**Extract:**

========================

It, however, guided for lower cost of aluminium production in the first quarter of the ongoing fiscal.

 A man waters plants outside the Indian headquarters of Vedanta Resources Plc in Mumbai, India. (Photographer: Adeel Halim/Bloomberg News)
A man waters plants outside the Indian headquarters of Vedanta Resources Plc in Mumbai, India. (Photographer: Adeel Halim/Bloomberg News)

Vedanta Ltd. didn’t comment on its proposed delisting process at a post-earnings call on Monday.

It, however, guided for lower cost of aluminium production in the first quarter of the ongoing fiscal and an uptick in business at its oil and gas unit from the third quarter. The company’s oil and gas and aluminium units contributed nearly 45% of its operational profit in the quarter ended March.

The mining conglomerate, on June 6, reported a surprise loss of Rs 12,521 crore in the quarter ended March on the back of an impairment in its oil and gas, copper and iron ore businesses that was triggered by the Covid-19 pandemic.

The billionaire Anil Agarwal-controlled company had announced last month that its parent, Vedanta Resources Ltd., has agreed to buy its entire public stake at Rs 87.5 per share and take it private. To this, the company said the delisting process would be fair and transparent, in accordance with the regulations of the Securities and Exchange Board of India.

Here are the key takeaways of the post-earnings interaction:

Operational Highlights, Outlook

  • Zinc India operations halted on March 22, 2020, and restarted on April 8.

========================

**Dataset:**
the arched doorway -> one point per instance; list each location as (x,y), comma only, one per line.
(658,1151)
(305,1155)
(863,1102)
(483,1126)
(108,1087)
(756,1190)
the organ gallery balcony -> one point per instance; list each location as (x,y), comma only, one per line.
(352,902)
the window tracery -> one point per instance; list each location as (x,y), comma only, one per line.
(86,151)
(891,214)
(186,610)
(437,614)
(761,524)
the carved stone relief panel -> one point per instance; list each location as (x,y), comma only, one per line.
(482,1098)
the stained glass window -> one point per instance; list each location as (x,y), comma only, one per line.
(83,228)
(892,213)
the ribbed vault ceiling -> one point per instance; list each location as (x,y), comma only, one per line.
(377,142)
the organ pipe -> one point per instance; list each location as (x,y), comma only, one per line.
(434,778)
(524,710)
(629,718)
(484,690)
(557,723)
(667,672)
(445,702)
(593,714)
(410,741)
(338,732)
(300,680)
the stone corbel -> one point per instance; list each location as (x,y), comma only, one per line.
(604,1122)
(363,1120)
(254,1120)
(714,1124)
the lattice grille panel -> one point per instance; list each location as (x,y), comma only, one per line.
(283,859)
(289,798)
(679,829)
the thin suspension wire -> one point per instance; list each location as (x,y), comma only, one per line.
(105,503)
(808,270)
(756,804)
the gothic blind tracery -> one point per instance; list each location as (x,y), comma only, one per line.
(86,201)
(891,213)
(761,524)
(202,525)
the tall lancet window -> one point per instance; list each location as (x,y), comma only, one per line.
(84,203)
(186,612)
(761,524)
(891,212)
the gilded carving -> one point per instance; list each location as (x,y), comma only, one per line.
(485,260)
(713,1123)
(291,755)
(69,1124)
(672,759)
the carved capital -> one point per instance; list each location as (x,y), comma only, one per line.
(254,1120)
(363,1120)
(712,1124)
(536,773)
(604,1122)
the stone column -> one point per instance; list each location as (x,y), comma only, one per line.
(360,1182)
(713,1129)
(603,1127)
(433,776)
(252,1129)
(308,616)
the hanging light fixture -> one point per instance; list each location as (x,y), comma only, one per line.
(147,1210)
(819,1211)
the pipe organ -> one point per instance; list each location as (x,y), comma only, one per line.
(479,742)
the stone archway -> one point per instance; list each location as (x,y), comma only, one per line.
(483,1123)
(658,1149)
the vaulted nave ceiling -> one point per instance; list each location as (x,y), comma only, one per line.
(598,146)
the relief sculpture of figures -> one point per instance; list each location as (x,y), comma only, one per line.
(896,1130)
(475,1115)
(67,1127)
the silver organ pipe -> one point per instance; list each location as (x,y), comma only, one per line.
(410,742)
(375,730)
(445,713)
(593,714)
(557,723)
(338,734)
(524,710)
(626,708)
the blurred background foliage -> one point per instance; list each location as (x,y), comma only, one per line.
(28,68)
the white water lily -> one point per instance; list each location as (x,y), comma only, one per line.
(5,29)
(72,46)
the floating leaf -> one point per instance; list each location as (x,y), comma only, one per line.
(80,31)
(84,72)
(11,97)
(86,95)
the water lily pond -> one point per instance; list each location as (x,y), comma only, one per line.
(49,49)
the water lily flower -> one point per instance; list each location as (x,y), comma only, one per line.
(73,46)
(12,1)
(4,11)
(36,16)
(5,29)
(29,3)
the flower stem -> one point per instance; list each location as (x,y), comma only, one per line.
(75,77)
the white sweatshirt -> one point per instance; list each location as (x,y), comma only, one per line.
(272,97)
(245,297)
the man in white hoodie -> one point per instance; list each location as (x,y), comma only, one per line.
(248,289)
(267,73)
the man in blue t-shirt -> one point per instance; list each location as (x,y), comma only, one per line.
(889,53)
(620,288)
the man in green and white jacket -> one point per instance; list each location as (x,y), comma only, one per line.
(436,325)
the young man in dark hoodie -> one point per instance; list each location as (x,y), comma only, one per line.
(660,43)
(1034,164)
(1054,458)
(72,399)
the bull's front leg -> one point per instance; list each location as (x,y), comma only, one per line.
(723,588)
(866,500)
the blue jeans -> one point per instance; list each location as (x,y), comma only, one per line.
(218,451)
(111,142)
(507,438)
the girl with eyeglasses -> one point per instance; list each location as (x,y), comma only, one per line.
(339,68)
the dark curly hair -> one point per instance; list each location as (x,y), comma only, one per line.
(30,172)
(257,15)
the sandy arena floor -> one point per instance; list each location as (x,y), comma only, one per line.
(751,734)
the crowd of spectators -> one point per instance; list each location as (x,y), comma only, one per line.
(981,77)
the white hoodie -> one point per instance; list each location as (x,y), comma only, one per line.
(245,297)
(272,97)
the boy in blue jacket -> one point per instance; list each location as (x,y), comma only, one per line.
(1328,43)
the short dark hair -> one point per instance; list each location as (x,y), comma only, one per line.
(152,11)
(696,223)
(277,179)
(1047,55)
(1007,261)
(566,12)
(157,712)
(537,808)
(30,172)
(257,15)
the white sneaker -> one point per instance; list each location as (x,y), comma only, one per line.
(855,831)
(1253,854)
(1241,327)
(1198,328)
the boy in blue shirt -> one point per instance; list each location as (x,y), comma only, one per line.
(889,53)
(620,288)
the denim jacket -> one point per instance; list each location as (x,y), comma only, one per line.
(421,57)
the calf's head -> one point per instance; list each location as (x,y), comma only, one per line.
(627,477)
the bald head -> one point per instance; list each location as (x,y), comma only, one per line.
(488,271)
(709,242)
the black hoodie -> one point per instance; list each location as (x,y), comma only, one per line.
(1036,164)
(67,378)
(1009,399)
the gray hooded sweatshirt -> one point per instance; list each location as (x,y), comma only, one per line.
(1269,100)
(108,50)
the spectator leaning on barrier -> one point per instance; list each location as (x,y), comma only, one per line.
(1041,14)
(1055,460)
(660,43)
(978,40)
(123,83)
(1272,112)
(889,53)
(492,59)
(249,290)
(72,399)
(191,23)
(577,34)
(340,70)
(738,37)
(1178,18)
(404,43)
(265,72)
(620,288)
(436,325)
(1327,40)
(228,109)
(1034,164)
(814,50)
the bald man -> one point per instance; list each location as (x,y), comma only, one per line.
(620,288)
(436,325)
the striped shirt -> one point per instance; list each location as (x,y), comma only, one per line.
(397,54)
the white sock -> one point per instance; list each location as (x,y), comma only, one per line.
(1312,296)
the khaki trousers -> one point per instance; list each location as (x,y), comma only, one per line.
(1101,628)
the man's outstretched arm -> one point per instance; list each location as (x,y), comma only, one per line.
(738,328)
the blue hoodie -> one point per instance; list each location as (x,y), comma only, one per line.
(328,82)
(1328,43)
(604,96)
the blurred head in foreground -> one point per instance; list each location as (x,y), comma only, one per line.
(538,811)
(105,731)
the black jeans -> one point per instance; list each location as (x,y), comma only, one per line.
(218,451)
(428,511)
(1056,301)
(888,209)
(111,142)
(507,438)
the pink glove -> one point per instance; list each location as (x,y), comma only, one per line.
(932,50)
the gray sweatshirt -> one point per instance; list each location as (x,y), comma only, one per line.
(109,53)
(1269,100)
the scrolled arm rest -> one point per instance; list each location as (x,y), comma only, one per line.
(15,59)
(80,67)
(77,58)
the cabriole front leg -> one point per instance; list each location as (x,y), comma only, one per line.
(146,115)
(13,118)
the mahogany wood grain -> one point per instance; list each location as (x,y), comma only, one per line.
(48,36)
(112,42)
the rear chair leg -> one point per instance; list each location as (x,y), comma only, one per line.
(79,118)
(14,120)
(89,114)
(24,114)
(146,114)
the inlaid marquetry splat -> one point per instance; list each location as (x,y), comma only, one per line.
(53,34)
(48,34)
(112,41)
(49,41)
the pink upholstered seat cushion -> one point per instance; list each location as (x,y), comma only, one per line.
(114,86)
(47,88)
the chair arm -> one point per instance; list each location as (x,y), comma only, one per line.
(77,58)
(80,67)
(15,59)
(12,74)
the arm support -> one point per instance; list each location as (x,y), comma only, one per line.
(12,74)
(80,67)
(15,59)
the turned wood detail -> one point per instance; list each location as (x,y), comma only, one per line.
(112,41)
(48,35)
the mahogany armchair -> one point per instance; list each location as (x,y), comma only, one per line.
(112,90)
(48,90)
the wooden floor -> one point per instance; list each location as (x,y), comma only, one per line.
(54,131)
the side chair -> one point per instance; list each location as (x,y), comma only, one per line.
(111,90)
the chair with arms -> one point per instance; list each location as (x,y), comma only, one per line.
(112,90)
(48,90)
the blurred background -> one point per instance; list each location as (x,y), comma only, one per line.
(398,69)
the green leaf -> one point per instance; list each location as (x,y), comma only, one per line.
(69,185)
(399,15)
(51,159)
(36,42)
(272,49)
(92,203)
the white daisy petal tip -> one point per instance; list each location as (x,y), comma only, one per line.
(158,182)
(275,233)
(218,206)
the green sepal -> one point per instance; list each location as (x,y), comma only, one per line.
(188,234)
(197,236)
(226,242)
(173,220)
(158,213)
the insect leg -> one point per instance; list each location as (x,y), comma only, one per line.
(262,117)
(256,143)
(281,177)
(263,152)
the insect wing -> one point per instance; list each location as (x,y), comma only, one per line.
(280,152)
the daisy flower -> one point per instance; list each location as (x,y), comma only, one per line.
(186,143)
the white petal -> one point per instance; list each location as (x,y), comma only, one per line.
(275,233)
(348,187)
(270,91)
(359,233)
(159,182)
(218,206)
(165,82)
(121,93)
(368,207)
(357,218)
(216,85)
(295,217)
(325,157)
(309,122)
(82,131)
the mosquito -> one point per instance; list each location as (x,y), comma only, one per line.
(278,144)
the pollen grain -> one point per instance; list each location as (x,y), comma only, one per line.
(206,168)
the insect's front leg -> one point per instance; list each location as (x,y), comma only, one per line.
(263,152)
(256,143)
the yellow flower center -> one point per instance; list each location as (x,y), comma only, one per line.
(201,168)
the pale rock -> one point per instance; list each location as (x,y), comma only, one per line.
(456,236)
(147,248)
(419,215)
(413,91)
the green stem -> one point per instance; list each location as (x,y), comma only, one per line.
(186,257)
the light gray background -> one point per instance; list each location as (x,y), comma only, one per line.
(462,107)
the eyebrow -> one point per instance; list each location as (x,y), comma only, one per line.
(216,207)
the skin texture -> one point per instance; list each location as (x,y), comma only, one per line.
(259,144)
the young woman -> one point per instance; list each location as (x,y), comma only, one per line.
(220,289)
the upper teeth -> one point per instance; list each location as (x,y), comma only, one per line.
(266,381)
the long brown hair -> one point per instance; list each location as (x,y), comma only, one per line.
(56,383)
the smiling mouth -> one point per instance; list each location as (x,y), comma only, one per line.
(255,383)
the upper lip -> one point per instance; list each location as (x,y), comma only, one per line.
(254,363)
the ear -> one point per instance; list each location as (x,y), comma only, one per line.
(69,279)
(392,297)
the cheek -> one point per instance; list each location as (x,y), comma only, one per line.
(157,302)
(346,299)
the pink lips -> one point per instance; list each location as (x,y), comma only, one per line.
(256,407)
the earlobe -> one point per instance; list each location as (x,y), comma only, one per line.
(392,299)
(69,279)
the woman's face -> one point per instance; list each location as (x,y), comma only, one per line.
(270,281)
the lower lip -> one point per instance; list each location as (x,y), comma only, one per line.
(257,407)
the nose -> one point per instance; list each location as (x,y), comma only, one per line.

========================

**The problem:**
Transcribe everything in the Vedanta article from "The billionaire Anil" down to "Board of India.". The rows come from a different source than the Vedanta article.

**Solution to this task:**
The billionaire Anil Agarwal-controlled company had announced last month that its parent, Vedanta Resources Ltd., has agreed to buy its entire public stake at Rs 87.5 per share and take it private. To this, the company said the delisting process would be fair and transparent, in accordance with the regulations of the Securities and Exchange Board of India.